Document segment:
···
My apologies for the long hiatus. This year, as with most seasons in our area, spring kept jumping between “almost summer” and “back to winter”. I lost a tomato plant thanks to that cold snap after Mother’s Day which is considered the last frost date here. Once the weather became consistently warm, all of my free time and toddler nap time has been spent in the yard and not here writing about it.

I planted vegetables and fruit plants, sowed some annual and perennial pollinator friendly flowers, mulched and weeded. And weeded some more. And cursed at the weeds. And weeded again. The gardens got a bit out of control last year due to juggling an infant and working from home during Covid with said infant. The last thing I wanted to do with my free time then was weed and I paid for it this year. In some of the books that I have read about permaculture over the last year have changed my perspective on weeds to an extent. I’ve begun to let the dandelions and the clover stay and I am at peace with their existence now. My worst battle was with the wineberry that took over, I had heard the berries were edible and I briefly considered keeping some but when I inspected it, I saw that it had launched runners out that arc like giant rainbows and then rooted themselves in the ground wherever they landed. It took over many areas of the garden and had not produced many berries. So out of the ground it came with all my might. I counted that as my exercise for the day.

This raspberry bush was one 8 inch stem in March, now it is so big it needs to be tied back!
···
What needs to be done: Reproduce a stretch of the gardening post word for word, starting at the words "My apologies for" and ending after the words "writing about it.". Nothing in the listing is needed here.

Data:
···
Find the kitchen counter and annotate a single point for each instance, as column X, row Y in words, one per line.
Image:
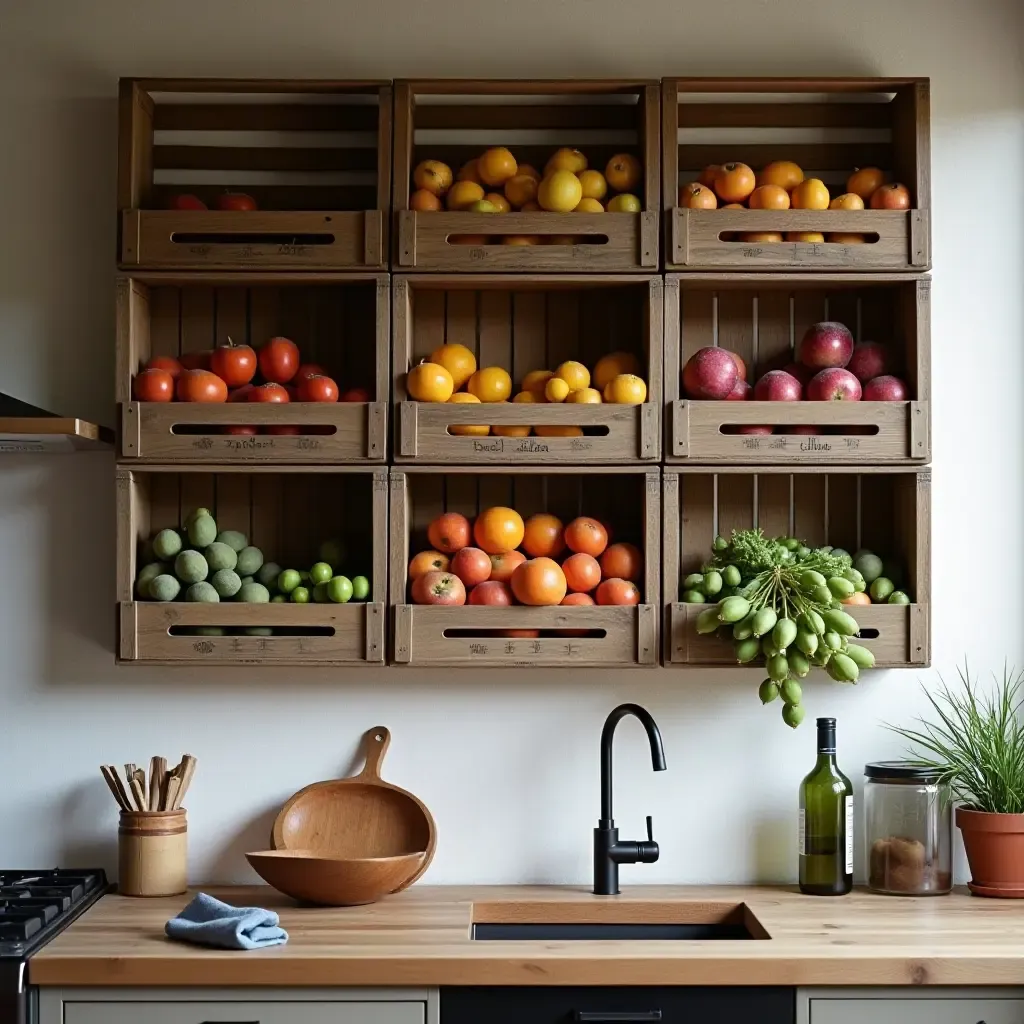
···
Result of the exercise:
My apologies for the long hiatus. This year, as with most seasons in our area, spring kept jumping between “almost summer” and “back to winter”. I lost a tomato plant thanks to that cold snap after Mother’s Day which is considered the last frost date here. Once the weather became consistently warm, all of my free time and toddler nap time has been spent in the yard and not here writing about it.